__Provided passage__.

Innovating Uber services to keep COVID-19 from eating away at the revenue
Unam Mahlati is a registered chartered accountant and completed her BCom degree at the University of Cape Town. Uber was a natural landing spot for her. Growing up in South Africa, Unam found herself always having a passion for social impact and using technology to provide solutions. She now lives out this passion as she has the privilege of working on incredibly complex logistical problems.
As Senior Operations and Logistics Manager Marketplace for Uber SSA, this sees her being responsible for the pricing of the Uber products, investment strategy and additions to the Uber product portfolio in different markets.
Unam believes that being a CA enables doors to open as people are willing to give you a chance as they know the value a CA holder brings. The high-quality training of articles helped instil a great work ethic, integrity and ethical compass that has enabled Unam to be a high performer in her various roles, including her current role at Uber.
She highlighted that the initial challenge was during the lockdowns across SSA. The business needed to innovate and outline opportunities and solutions.
This resulted in the business having to come up with new products and features such as Uber by the Hour, which was added to Uber’s suite of products in Tanzania, making errands easier while providing additional income for drivers.
She believes that while business was challenging for many companies, opportunities were found and they expedited and evolved the delivery and logistics business for the 4IR and beyond.
Charting the reputational management course and accounting for a company’s regulatory compliance
Timothy Kiluba, New Models Lead Operations Manager for Sub-Saharan Africa at Uber, is also a strong proponent of the role of CAs as guardians of a company’s ethics. ‘Reputational damage can be repaired by admitting that mistakes have been made, understanding the reasons that led to these mistakes and lastly, embodying more than ever the values and attributes that are required in this profession which are professionalism, scepticism and integrity.’
The pandemic necessitated the need for innovation and resulted in novel service offerings like Uber Connect, a cost-effective on-demand delivery solution and UberNAM, an affordable option to cater to riders’ pricing needs. These were launched not just to improve economic opportunities but to adapt to the shift in consumer behaviour.
Kiluba, who became a chartered accountant in 2015, is responsible for formulating the strategy and managing the launch of new business models. This also requires a focus on developing risk management strategies. His favourite aspect of being a CA, Kiluba says, is the flexibility that the qualification affords him, as a CA develops valuable skills that are essential within many fields. Being a chartered accountant also gives one the ability to make complex issues easily understood by others in the business.
While 2020 permanently changed how businesses globally are run, it has proven that agility and partnership are key to succeed in 2021.
These three CAs(SA) and leaders are proving that crises inadvertently emanate in opportunity. Their growth mindset in tackling the challenges of the day and COVID-19 crises has kindled some of the business’s most fruitful ideas, creative projects, all while their astute leadership decisions motivate employees to think outside the norm. This not only assists their company in surviving the business continuity threat of the COVID-19 pandemic but also helps set up the business for greater success.

__Material supplied__.
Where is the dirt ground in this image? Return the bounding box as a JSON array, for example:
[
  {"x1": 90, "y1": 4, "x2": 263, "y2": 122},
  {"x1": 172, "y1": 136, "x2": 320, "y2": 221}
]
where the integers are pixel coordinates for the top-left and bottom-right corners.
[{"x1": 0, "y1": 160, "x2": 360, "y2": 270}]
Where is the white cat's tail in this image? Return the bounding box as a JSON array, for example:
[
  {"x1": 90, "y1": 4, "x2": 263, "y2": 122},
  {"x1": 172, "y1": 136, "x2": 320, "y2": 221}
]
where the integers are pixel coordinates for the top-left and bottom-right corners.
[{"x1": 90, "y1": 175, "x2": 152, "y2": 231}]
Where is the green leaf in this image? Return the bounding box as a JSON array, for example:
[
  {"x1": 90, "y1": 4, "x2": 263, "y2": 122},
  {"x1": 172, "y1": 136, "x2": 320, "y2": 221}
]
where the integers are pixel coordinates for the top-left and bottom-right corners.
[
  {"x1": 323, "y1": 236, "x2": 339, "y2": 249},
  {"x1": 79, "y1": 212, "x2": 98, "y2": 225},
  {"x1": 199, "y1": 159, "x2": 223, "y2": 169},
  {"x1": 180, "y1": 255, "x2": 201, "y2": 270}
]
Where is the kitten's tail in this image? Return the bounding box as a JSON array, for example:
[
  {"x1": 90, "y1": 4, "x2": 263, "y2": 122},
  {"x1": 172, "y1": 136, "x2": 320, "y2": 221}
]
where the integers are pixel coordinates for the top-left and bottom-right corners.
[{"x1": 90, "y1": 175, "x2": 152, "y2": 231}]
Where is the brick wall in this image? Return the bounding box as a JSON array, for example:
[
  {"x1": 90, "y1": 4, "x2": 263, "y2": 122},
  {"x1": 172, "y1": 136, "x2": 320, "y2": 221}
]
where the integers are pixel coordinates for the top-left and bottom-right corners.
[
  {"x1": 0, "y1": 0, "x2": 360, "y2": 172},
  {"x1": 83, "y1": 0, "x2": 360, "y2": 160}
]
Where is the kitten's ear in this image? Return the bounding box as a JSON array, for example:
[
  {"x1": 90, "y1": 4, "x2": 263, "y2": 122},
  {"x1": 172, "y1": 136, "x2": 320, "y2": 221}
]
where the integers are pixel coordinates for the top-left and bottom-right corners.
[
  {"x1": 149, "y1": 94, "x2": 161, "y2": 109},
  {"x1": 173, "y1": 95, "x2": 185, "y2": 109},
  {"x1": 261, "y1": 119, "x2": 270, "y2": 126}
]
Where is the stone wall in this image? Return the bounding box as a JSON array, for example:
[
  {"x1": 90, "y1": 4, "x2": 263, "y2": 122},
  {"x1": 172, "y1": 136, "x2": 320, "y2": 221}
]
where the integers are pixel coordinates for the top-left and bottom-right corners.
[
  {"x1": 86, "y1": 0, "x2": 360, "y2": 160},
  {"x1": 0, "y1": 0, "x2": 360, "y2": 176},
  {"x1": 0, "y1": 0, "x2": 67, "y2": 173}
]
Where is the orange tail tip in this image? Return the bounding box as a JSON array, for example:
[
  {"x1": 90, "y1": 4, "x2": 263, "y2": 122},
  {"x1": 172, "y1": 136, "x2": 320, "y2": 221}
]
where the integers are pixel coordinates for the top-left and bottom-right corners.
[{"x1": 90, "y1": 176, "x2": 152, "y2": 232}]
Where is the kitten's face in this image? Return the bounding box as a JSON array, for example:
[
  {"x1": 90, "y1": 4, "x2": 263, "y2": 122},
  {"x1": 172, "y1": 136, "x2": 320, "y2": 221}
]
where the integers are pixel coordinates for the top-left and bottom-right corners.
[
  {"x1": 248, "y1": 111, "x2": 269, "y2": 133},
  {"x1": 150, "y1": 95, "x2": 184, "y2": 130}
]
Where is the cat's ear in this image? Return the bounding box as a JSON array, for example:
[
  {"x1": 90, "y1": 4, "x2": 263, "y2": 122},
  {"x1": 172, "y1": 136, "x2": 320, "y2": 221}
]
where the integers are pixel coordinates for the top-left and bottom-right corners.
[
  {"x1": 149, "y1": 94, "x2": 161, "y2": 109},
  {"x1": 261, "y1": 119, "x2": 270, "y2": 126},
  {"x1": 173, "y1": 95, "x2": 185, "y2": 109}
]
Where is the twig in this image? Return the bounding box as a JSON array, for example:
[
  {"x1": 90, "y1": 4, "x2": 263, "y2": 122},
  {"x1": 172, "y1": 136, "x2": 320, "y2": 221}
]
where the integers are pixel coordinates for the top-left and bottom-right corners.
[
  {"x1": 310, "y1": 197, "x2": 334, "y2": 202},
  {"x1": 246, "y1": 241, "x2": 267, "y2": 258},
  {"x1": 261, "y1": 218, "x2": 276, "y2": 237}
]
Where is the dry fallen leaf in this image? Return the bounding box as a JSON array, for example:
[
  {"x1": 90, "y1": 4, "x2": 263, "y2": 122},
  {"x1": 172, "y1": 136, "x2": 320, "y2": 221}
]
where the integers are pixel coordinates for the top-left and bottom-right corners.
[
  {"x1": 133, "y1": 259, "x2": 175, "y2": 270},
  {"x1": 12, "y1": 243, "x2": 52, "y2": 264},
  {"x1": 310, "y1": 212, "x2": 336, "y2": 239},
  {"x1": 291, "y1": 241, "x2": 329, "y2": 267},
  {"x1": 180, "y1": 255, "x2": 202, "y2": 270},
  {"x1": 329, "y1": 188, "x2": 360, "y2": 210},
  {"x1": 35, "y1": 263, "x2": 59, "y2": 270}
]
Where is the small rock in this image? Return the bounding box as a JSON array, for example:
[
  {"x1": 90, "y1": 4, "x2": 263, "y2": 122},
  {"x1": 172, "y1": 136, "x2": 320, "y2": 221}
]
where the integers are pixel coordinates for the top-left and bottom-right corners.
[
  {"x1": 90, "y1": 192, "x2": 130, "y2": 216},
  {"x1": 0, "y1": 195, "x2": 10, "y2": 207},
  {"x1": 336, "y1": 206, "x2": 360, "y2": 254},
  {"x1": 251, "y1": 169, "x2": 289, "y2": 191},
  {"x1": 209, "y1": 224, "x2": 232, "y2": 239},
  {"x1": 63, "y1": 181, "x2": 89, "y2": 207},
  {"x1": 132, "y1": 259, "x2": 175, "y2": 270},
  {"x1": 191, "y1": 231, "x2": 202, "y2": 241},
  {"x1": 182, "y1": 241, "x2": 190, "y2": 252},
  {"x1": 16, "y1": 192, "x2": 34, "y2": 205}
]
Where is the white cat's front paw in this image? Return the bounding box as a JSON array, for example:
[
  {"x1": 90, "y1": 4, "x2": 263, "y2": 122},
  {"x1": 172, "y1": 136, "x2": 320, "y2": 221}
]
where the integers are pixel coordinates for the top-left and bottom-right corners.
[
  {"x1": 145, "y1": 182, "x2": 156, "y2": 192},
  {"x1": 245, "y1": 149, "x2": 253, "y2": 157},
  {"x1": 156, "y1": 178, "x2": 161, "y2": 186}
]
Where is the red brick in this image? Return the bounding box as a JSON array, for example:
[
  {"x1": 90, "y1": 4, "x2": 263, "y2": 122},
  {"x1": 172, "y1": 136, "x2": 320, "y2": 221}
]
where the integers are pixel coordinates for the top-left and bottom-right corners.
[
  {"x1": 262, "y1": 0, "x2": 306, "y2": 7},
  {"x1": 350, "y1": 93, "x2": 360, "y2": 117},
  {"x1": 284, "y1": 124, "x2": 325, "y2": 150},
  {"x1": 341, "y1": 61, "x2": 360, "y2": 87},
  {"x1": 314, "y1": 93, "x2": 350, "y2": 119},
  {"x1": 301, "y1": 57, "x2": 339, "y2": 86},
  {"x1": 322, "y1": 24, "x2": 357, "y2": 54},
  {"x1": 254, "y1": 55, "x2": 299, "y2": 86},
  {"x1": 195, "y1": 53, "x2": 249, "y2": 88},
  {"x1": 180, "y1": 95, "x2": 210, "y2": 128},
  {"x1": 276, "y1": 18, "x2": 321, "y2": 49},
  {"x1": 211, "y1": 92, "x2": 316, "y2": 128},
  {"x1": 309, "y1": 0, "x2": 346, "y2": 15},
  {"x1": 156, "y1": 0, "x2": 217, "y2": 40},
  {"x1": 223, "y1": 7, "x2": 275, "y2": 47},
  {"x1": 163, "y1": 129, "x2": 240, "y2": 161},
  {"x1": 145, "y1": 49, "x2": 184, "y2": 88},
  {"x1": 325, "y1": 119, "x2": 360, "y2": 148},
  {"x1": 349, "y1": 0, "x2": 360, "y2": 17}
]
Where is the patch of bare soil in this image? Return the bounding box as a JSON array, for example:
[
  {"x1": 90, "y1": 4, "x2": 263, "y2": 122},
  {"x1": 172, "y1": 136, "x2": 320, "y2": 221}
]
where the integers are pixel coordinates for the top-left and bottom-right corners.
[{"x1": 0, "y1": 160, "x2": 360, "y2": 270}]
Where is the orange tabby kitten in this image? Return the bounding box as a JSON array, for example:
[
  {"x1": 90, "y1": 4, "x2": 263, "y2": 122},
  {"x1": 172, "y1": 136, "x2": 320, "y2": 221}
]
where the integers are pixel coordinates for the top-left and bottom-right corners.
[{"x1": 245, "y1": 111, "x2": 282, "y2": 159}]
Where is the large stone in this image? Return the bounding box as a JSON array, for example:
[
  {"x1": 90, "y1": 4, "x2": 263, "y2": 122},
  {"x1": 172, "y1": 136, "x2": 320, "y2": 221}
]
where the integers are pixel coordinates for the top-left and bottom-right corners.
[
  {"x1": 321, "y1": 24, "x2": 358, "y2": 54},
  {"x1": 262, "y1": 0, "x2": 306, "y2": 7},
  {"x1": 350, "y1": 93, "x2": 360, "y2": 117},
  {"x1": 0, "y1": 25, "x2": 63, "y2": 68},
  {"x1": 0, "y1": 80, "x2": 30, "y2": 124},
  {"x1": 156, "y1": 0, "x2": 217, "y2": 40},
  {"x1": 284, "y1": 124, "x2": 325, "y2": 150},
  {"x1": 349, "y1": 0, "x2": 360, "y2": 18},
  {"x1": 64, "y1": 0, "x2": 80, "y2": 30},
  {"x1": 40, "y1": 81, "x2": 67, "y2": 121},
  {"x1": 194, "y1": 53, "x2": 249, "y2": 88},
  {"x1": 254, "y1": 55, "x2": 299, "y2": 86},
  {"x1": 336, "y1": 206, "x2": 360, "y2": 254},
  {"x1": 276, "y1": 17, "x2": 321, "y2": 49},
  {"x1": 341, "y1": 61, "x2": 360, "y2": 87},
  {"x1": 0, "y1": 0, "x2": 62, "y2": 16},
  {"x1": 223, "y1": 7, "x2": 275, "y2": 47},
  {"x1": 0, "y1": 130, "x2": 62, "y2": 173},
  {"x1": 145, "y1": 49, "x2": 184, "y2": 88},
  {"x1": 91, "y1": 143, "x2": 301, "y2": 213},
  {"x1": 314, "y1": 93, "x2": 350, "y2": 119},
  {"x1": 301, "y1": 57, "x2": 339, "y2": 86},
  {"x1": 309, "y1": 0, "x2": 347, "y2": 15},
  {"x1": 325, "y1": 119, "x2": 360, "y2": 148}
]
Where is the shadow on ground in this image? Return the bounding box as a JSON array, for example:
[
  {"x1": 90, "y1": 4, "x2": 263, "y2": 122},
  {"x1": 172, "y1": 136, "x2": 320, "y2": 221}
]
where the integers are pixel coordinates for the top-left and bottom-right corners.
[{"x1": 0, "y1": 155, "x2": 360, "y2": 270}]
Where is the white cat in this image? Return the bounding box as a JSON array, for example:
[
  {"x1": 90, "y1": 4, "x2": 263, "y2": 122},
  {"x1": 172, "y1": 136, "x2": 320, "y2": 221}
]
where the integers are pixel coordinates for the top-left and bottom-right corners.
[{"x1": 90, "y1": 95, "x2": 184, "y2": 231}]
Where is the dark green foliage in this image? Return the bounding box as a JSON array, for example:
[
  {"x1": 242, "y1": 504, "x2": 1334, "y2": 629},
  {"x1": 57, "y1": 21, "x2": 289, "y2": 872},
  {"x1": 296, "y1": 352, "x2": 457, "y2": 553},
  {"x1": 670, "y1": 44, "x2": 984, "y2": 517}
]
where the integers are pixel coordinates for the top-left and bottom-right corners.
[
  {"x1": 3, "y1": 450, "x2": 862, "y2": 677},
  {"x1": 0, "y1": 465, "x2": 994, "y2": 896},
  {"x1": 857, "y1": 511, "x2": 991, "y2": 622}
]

__Work task__.
Please list every Uber product or service that the article about Uber and its chartered accountants mentions by name.

__Your response__.
Uber by the Hour
Uber Connect
UberNAM